> _Text block_:
######

She shrugged as though to indicate that this was not, to her, a question.

‘It is the most interesting place in the world to me.’ She paused. ‘All I want, really, is to put stories to places and what joins them,’ she said. ‘So I spend most of my time walking shieling tracks, paths, and the streams and the walls that used to divide up the land. Then I talk to people and try to fix their memories to those particular places.’

Anne had been brought up in Bragar, and though she’d left the island to study archaeology on the mainland, she had been drawn back home. Her family had for several generations owned a shieling in the middle of the moor. They still gathered out there early each summer to spend several days cooking, walking and talking. When it wasn’t too cold, and not so dry that the heather was sharp, Anne liked to walk barefoot on the moor. ‘It takes about two weeks to get your feet toughened up so that it’s no discomfort. And then it’s bliss. You should try it when you’re out there. Take those big boots of yours off!’

Anne’s father had taught her the paths out to the shieling, and now she was walking further into the moor, noting and mapping its features. ‘My father would tell me their routes, as we walked out looking for sheep,’ she said. ‘A lot of the paths are becoming lost now, disappearing from memory and from the moor. There’s a stone track out by our shieling that has almost been sucked down into the peat, which my father made for the cattle to go to their water. It is still a beautiful thing.’

She had been making a series of walks with her friend and former partner, a man called Jon MacLeod. She and MacLeod had become fascinated by the trails that exist on the moor, each of them an archive of past habits and practices. So they began to create and record their own songlines, recording paths taken, events that occurred or were observed along the way. On a June day they walked between An Talamh Briste, Na Feadanan Gorma, Gleann Shuainagadail and Loch an Ois, and they saw along the way ‘
drifts of sparkling bog-cotton’,
‘scarlet damselflies’, ‘a long wind, carrying bird-calls’. They ‘crossed a greenshank’s territory’ and ‘disturbed a hind in long grass’, before stopping ‘at a shieling where an eagle had preened’. ‘I merely walked and recorded what I saw in each place,’ Anne said. ‘A merlin flying by, a dragonfly laying its wings out to dry.’ MacLeod delved further back, beyond the verifiable, making speculative reconstructions of atavistic memory maps ‘of those who traversed this landscape before and after the peat grew, naming features to navigate their way around, or to commemorate stories and people’.

######

> _Extracted entries_:

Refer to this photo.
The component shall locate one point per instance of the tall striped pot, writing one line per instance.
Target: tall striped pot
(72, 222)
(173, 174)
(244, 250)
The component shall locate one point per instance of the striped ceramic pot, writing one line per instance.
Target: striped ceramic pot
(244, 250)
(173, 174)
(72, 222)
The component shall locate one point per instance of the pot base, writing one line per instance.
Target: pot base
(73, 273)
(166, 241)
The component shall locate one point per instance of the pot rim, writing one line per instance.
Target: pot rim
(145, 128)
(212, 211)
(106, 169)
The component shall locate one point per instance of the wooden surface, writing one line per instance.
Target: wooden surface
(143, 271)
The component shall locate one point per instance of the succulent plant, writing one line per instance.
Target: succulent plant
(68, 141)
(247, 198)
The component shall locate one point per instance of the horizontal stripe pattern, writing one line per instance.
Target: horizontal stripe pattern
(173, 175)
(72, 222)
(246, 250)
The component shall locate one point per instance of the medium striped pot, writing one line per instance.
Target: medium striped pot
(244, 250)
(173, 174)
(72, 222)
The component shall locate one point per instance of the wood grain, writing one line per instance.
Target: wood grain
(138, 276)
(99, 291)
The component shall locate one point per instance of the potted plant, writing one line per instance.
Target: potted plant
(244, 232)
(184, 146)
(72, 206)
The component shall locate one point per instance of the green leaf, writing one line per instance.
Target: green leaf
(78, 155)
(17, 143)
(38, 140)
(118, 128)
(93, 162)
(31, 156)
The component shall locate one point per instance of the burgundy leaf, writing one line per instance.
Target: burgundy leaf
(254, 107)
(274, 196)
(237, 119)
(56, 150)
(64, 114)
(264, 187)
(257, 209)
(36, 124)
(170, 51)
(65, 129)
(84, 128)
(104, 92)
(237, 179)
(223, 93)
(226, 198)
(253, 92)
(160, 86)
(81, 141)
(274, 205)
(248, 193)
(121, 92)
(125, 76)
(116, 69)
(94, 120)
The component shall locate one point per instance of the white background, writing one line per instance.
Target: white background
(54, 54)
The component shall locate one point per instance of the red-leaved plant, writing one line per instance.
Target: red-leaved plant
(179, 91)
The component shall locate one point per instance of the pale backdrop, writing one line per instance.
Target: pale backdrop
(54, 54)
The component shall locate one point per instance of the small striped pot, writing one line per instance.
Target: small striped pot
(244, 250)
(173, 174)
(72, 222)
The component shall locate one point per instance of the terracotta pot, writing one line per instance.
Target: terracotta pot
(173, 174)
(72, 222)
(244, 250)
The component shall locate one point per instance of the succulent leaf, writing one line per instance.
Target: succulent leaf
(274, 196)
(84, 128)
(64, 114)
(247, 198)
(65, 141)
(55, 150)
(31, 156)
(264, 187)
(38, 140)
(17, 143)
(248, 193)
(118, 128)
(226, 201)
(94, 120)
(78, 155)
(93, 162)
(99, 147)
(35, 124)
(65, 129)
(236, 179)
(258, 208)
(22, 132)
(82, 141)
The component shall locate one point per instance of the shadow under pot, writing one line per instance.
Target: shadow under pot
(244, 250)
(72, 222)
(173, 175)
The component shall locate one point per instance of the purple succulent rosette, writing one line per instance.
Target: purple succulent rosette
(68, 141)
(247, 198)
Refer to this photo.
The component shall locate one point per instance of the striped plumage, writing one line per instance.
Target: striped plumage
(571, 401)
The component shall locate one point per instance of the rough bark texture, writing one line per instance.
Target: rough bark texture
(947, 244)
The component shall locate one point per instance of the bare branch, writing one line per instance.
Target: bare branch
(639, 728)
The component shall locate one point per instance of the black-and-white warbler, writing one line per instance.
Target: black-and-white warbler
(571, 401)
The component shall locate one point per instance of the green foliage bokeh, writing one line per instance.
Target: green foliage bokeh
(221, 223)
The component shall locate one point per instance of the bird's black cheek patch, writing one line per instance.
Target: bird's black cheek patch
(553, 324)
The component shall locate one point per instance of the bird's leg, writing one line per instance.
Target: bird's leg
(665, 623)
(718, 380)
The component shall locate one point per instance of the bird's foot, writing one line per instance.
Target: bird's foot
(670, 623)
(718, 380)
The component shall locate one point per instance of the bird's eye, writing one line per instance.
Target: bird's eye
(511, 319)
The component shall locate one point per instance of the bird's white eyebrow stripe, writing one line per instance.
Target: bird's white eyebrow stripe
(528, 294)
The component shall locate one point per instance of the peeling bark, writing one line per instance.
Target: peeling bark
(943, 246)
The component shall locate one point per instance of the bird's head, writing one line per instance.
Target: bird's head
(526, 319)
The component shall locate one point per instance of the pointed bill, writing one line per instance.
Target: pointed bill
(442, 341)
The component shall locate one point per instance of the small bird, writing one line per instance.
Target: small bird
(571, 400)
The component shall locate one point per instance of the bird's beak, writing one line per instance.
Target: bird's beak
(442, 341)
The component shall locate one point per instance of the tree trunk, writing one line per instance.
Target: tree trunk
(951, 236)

######

> _Tasks to perform_:
**1.** In the passage about Anne and the moor, how long does Anne say it takes for feet to toughen up enough to walk barefoot without discomfort?
**2.** Pick up the passage about Anne and the moor after its last sentence and continue it.

> _Exercise results_:
**1.** About two weeks.

**2.**
‘I’ve walked back along Manus’s path from the Aird Bheag,’ she said. ‘If you miss it at the start it’s really difficult to pick it up but, once you’ve found it, it’s really hard to lose it.’ She took a map from a shelf, opened it like an accordion and spread it on a small table. She described the path, pointed out features and marks with her little finger. Way out in the deep space of the moor, she indicated a cluster of dots on the map.

‘You could sleep here, if you manage to get this far on the first day from Mealasta. There are beehive shielings there; fine structures of Pictish design, small domed buildings with turf roofs. No one really knows when they were built. They’re still intact. But you’ll have to look hard to find them; they seem like part of the landscape. Only the deer use them now.’

Shortly before I left, Anne told me that her elderly father was in hospital, lost in the wilderness of Alzheimer’s. ‘He surprised a recent visitor, though,’ she said, ‘by suddenly reciting by heart, and unprompted, one of the Bragar songs that he had known.’ The song was familiar ground, a track he could follow for a few minutes before he lost himself again.

Everywhere we went, people knew Finlay. They stopped their cars on the moor roads and scrolled down their windows to talk with him, or downed tools on peat-banks to raise hands of greeting. It was like travelling with the Queen. ‘It must take you a long time to get anywhere,’ I said.